Luis Armando González

Recientemente dejaron sus cargos los cuatro magistrados de la Sala de lo Constitucional que asumieron sus cargos hace nueve años. A juzgar por los calificativos que los adornaron –siendo los más estrambóticos y tontos esos que los bautizaron como los “cuatro fantásticos”, los “cuatro jinetes del Apocalipsis” o los “dioses del Olimpo”— y sus inflados egos, era de esperar no solo una salida apoteósica del cargo, sino un derrumbe de la democracia que, según su propia autopercepción y la de sus aduladores, descansaba en su preclara sabiduría jurídica y en el poder del que estaban investidos. Se han ido y el país no queda mejor que antes en el ejercicio político, sino con problemas –entre ellos, el deterioro institucional del TSE y el elevado costo económico de las reformas impuestas por la Sala— que no se tenían.

A lo mejor ellos y sus incondicionales crean que han dejado las magistraturas con la mayor de las glorias, pero un balance crítico de su gestión dice lo contrario: no hay gloria alguna que los adorne y sí mucha pena. Alguien, más moderado o menos informado, se dará por satisfecho con afirmar que esos cuatro magistrados se van “sin pena ni gloria”, pero desde nuestro punto de vista eso suena a una benevolencia excesiva con quienes abusaron extraordinariamente del poder jurídico del que estaban investidos.

Y, para decirlo desde ya, uno sus peores legados para la institucionalidad del país es el precedente que han establecido a cerca de la discrecionalidad con la que los miembros de una Sala de la Corte Suprema de Justicia –la de lo Constitucional— pueden usar el poder que les ha sido otorgado, el cual no solo es parte de todo mayor –la Corte Suprema de Justicia— sino que está (debería estar) limitado, al igual que cualquier otro poder del Estado, por la Constitución de la República.

########################################

QUÉ SE PIDE – Reproduce tal cual el fragmento del texto sobre los magistrados de la Sala de lo Constitucional que va desde "A lo mejor ellos" hasta "jurídico del que estaban investidos.", ambos incluidos. Para responder, básate solo en el texto.

CONJUNTO DE DATOS –

########################################

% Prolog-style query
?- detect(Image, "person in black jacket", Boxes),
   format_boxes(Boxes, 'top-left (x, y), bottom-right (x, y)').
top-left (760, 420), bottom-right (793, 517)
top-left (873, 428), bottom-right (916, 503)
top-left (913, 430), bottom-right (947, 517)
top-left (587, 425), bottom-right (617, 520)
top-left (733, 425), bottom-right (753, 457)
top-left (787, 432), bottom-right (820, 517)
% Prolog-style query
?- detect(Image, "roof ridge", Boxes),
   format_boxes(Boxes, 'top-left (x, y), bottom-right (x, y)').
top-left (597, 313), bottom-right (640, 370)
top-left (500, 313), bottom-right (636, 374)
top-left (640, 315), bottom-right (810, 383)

########################################

SOLUCIÓN –
A lo mejor ellos y sus incondicionales crean que han dejado las magistraturas con la mayor de las glorias, pero un balance crítico de su gestión dice lo contrario: no hay gloria alguna que los adorne y sí mucha pena. Alguien, más moderado o menos informado, se dará por satisfecho con afirmar que esos cuatro magistrados se van “sin pena ni gloria”, pero desde nuestro punto de vista eso suena a una benevolencia excesiva con quienes abusaron extraordinariamente del poder jurídico del que estaban investidos.